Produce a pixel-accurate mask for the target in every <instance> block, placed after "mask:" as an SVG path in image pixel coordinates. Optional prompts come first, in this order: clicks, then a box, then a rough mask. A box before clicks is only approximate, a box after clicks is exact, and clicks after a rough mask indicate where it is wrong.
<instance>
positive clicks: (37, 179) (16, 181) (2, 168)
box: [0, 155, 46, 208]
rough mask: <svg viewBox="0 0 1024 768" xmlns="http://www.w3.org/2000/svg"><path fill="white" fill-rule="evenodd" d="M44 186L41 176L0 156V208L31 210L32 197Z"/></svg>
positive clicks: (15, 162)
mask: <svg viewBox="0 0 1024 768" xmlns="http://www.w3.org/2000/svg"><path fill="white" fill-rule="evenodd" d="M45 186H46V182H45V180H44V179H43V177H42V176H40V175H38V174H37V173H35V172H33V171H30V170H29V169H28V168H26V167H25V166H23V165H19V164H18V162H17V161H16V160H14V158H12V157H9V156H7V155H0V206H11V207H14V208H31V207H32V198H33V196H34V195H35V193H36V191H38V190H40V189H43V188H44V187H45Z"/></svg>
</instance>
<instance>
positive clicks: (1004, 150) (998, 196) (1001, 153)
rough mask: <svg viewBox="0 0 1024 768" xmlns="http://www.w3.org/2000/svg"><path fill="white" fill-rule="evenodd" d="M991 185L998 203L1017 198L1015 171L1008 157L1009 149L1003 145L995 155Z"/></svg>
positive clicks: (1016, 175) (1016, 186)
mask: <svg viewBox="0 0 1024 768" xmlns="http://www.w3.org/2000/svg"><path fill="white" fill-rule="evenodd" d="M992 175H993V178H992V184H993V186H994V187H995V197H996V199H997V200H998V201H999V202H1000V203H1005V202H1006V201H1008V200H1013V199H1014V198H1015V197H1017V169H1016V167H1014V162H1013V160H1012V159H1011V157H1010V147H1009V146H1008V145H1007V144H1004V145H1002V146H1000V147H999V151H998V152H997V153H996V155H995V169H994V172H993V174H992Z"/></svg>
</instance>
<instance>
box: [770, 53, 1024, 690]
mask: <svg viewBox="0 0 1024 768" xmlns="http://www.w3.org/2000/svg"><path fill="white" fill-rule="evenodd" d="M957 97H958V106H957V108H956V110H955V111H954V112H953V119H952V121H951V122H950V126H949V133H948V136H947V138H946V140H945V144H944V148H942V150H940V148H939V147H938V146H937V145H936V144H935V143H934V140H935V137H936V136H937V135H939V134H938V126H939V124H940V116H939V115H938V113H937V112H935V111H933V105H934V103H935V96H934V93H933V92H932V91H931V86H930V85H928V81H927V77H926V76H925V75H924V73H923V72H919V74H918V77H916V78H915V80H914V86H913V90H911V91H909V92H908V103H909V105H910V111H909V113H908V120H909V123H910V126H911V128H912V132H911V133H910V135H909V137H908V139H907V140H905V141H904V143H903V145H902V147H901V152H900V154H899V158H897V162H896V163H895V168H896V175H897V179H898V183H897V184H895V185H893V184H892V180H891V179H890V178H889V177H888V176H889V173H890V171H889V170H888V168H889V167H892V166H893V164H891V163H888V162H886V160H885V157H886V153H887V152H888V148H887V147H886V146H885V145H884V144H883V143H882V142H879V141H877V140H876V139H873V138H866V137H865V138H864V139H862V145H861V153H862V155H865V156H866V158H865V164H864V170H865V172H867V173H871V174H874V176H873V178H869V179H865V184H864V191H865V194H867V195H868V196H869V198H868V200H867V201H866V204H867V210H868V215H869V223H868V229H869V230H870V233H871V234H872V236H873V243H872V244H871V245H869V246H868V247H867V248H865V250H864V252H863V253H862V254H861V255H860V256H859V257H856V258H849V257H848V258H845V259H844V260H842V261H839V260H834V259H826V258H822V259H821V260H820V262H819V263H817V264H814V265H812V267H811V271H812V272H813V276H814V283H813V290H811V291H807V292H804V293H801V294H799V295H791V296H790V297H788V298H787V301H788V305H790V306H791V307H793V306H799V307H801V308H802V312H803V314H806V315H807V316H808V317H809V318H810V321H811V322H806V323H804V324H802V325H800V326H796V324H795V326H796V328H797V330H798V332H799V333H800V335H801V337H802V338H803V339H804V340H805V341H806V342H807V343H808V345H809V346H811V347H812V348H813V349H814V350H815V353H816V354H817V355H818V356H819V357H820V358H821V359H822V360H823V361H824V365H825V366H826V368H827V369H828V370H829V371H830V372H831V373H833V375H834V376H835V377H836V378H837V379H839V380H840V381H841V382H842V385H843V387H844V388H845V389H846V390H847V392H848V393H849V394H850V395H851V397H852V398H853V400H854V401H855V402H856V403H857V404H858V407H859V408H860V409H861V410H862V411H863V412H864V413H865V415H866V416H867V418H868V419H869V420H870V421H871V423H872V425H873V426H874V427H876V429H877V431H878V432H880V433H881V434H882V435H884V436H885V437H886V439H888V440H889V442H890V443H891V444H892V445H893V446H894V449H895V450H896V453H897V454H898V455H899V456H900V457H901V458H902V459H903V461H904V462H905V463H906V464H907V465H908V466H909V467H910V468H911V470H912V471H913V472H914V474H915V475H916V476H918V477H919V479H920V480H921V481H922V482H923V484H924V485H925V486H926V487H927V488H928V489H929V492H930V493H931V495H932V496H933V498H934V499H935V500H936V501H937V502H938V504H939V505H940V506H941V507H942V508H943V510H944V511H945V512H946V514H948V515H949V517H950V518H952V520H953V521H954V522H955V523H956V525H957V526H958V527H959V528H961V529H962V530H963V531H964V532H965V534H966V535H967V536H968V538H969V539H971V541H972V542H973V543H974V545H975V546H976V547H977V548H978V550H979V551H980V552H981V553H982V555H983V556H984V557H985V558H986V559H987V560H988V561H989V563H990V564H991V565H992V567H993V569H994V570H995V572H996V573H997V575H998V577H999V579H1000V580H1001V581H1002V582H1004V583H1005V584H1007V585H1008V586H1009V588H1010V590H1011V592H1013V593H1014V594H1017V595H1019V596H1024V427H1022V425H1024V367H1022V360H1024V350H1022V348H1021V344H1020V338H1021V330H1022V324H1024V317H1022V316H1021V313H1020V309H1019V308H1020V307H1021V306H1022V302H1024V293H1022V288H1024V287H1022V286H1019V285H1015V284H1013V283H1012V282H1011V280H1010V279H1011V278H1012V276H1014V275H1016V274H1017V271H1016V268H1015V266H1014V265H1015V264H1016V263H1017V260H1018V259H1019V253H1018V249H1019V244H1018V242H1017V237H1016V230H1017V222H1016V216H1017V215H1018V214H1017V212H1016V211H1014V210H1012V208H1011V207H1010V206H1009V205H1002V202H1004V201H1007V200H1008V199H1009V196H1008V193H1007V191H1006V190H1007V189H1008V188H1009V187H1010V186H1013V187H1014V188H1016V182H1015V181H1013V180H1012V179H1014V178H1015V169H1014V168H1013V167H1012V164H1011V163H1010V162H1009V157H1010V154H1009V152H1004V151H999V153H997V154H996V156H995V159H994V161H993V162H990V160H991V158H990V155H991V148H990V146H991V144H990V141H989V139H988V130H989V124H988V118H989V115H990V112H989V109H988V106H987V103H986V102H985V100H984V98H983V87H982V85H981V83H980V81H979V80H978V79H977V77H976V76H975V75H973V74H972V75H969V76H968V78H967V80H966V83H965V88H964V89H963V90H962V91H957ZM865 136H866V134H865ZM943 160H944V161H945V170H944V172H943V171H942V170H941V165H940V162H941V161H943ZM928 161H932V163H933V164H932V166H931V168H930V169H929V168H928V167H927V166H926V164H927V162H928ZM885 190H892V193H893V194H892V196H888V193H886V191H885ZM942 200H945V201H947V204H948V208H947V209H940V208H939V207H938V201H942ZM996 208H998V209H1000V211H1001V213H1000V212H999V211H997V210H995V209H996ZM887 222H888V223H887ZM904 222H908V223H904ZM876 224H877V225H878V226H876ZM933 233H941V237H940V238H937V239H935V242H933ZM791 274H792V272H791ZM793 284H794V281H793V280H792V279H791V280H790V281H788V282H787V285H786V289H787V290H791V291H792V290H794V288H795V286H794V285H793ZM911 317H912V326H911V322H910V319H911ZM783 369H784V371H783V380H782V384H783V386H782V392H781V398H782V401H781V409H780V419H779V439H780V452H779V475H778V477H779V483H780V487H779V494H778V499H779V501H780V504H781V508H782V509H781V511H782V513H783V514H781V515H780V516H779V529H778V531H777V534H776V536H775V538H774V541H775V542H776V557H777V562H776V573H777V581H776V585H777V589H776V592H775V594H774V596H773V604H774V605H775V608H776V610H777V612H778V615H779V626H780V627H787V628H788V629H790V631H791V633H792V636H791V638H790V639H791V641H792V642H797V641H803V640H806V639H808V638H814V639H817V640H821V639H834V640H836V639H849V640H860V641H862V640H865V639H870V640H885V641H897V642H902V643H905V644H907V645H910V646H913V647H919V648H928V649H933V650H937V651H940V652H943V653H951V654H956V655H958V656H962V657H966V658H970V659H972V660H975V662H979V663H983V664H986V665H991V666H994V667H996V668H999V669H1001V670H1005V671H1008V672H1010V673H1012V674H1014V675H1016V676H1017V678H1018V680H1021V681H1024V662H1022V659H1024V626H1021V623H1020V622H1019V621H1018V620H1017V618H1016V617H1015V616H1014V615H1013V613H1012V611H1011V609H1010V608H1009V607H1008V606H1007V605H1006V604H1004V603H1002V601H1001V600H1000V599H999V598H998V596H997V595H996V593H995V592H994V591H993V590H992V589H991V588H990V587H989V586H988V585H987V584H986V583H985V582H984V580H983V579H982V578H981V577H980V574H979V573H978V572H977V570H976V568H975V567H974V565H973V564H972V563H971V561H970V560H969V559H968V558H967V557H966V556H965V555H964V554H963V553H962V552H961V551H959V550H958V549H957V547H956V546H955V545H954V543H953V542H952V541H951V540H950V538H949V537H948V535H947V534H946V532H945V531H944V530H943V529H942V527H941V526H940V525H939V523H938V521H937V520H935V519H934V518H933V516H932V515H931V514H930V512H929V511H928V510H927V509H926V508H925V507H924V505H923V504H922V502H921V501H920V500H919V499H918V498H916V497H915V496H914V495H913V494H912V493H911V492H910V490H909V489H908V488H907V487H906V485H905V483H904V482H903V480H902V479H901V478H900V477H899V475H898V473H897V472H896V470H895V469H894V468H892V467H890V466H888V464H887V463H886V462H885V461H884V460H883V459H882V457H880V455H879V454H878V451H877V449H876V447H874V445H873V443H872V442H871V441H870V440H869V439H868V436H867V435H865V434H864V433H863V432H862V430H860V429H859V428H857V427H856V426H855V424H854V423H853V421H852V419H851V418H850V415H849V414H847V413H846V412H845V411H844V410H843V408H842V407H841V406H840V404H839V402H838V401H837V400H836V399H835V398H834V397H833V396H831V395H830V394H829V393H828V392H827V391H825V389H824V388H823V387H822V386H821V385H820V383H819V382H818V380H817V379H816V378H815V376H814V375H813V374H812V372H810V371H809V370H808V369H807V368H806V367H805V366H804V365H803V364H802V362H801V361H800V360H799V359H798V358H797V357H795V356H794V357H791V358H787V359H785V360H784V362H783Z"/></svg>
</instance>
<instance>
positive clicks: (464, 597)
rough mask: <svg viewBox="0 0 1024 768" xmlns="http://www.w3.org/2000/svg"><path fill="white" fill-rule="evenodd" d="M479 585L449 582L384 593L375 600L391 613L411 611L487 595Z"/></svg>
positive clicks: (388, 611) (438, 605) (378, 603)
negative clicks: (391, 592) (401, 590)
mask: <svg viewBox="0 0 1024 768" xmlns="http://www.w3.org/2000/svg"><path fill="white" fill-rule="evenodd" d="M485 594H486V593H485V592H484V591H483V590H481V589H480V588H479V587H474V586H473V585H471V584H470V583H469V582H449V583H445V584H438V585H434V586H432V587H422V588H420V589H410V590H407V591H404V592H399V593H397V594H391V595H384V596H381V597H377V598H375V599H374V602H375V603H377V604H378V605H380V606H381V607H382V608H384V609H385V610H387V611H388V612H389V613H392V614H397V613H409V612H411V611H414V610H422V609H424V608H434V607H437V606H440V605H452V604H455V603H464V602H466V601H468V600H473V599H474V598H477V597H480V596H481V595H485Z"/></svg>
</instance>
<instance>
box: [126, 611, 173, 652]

- **TASK**
Please reproduce exactly the lines from the first one of the records above through the line containing "186L41 176L0 156V208L31", both included, and nothing else.

- **RESPONSE AREA**
Produce a pixel-accurate mask for the target in every <instance> block, placed after "mask:" as an SVG path in image pixel coordinates. Optional prompts come first, in this order: clicks, then a box, then a rough mask. A box before clicks is only approximate, a box after clicks is exact, and clicks after a rough mask indicate where it is wrong.
<instance>
positive clicks: (37, 179) (16, 181) (2, 168)
box: [0, 155, 46, 208]
rough mask: <svg viewBox="0 0 1024 768" xmlns="http://www.w3.org/2000/svg"><path fill="white" fill-rule="evenodd" d="M44 186L41 176L0 156V208L31 210L32 197Z"/></svg>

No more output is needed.